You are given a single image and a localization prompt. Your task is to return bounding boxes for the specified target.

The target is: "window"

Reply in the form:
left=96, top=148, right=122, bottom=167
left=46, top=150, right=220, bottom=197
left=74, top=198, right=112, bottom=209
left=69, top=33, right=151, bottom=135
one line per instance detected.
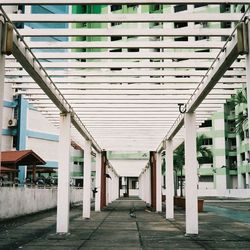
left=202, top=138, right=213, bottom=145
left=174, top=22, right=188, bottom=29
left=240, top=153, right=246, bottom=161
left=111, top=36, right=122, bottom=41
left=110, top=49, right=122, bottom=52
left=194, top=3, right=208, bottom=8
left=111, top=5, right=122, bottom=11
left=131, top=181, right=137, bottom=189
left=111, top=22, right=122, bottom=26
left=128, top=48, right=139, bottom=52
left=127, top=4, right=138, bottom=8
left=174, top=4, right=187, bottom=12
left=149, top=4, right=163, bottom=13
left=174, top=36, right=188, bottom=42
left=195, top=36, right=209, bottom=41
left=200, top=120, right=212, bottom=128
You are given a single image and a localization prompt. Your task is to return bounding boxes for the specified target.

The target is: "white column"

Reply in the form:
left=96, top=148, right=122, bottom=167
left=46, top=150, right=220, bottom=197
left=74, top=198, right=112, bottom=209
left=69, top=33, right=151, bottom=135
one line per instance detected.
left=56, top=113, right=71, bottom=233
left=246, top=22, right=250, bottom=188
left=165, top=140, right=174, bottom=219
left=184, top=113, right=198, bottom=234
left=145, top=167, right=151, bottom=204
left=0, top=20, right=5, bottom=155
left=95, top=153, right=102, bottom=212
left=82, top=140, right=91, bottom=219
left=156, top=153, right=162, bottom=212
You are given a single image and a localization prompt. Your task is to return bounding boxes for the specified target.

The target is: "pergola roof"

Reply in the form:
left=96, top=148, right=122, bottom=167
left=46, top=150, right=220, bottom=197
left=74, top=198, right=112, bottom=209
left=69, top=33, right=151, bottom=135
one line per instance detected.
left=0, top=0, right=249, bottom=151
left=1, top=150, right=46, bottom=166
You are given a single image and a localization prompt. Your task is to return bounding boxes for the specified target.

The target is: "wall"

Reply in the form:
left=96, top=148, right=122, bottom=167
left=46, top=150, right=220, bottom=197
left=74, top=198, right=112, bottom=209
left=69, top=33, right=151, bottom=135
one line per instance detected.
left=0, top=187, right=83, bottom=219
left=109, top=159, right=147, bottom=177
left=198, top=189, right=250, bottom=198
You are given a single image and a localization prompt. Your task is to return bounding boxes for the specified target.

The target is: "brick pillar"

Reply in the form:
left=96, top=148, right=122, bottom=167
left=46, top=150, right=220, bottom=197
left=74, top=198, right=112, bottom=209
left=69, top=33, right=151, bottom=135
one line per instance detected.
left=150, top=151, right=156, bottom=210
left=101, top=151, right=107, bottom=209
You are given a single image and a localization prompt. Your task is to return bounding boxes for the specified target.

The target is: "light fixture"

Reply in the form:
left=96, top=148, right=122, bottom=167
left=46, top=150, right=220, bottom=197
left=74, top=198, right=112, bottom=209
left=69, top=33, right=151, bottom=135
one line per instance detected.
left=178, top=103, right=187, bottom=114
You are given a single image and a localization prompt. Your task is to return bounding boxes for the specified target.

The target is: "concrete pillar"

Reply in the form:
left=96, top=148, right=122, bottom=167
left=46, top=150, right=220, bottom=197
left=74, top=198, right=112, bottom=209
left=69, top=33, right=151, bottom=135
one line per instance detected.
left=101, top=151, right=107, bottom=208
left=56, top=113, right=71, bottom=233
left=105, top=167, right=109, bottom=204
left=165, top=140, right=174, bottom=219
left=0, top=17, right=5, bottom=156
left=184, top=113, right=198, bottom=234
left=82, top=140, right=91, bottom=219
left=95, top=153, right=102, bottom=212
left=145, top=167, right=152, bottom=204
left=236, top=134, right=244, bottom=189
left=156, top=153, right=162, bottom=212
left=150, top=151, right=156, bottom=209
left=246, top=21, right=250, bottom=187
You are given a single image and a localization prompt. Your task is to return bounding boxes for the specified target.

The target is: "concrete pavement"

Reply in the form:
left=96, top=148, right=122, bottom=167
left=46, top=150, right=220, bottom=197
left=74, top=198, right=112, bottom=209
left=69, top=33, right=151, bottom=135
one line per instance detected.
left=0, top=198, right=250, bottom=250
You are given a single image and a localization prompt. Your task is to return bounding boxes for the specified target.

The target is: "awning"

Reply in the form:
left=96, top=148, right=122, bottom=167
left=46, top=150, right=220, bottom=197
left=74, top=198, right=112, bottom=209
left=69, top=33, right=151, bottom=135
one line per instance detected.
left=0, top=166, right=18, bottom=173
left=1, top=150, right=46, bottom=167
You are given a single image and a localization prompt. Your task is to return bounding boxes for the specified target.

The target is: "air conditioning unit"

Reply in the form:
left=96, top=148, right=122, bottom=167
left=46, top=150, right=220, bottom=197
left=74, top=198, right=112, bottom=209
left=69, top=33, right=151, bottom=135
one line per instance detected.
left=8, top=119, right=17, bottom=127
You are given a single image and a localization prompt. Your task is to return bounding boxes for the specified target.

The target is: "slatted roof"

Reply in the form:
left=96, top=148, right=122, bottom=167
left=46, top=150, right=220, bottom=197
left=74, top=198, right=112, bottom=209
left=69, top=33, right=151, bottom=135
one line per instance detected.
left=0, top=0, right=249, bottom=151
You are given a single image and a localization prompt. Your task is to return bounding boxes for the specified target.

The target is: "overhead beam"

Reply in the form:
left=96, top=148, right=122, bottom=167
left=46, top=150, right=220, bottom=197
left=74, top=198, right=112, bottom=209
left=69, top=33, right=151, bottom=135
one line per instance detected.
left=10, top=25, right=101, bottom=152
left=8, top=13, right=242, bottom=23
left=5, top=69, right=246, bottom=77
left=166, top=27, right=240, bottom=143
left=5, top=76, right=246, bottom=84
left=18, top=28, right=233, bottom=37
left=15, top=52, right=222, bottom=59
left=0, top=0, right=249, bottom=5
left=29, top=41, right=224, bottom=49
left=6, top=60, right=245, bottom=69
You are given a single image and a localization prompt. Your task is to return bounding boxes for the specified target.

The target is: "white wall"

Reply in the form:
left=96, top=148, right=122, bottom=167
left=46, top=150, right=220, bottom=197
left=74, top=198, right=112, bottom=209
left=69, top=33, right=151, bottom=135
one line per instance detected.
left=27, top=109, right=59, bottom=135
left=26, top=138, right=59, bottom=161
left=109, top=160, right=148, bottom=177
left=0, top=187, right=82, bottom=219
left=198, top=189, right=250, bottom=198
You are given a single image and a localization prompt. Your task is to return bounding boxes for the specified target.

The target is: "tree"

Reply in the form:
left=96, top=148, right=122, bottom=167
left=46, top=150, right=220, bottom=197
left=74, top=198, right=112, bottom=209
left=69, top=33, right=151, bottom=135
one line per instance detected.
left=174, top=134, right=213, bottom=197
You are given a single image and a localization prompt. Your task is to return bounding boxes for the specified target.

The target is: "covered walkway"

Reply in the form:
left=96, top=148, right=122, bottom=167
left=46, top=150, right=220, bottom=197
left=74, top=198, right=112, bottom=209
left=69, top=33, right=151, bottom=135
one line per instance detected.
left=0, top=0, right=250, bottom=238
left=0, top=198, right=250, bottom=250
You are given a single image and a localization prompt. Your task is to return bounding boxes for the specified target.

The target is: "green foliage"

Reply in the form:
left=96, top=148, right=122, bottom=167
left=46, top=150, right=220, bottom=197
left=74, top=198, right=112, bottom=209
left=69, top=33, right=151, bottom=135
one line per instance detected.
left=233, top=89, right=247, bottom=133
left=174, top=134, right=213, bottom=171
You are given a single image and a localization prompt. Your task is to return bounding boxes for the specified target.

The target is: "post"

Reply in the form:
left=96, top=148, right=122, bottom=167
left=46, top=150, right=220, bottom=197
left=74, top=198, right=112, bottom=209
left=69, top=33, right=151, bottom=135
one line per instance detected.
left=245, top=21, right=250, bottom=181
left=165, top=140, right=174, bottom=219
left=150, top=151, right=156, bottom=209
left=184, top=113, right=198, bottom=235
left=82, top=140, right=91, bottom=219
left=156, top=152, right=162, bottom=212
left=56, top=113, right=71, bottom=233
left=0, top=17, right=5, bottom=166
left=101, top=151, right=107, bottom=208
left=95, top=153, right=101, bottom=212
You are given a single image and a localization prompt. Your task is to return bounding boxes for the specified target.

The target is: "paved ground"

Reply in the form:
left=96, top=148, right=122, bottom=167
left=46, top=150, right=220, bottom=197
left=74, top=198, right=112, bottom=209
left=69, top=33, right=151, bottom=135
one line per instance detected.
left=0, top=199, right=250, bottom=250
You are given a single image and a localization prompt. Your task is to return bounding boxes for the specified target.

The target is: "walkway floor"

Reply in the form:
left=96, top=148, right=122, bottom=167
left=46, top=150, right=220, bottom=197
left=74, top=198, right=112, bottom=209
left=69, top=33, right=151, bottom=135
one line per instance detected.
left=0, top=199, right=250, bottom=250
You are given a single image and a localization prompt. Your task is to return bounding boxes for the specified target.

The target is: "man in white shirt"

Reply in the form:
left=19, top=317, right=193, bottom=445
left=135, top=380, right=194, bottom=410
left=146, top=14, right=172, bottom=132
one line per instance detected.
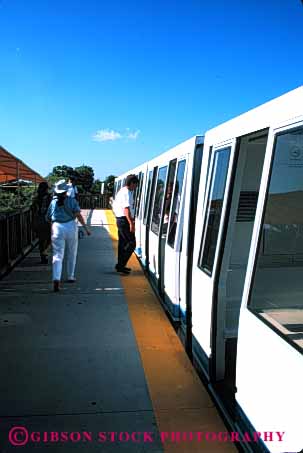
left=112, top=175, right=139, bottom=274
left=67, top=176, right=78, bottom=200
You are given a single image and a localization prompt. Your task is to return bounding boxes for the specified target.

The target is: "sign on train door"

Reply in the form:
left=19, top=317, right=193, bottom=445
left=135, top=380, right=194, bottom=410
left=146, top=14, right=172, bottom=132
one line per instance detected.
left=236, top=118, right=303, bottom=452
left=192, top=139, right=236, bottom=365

*Task brief*:
Copy out every line in the entries above that contains the word "concrete". Matching is case-sensitive.

*Exercise response*:
The target is: "concrete pillar"
The target is: "concrete pavement"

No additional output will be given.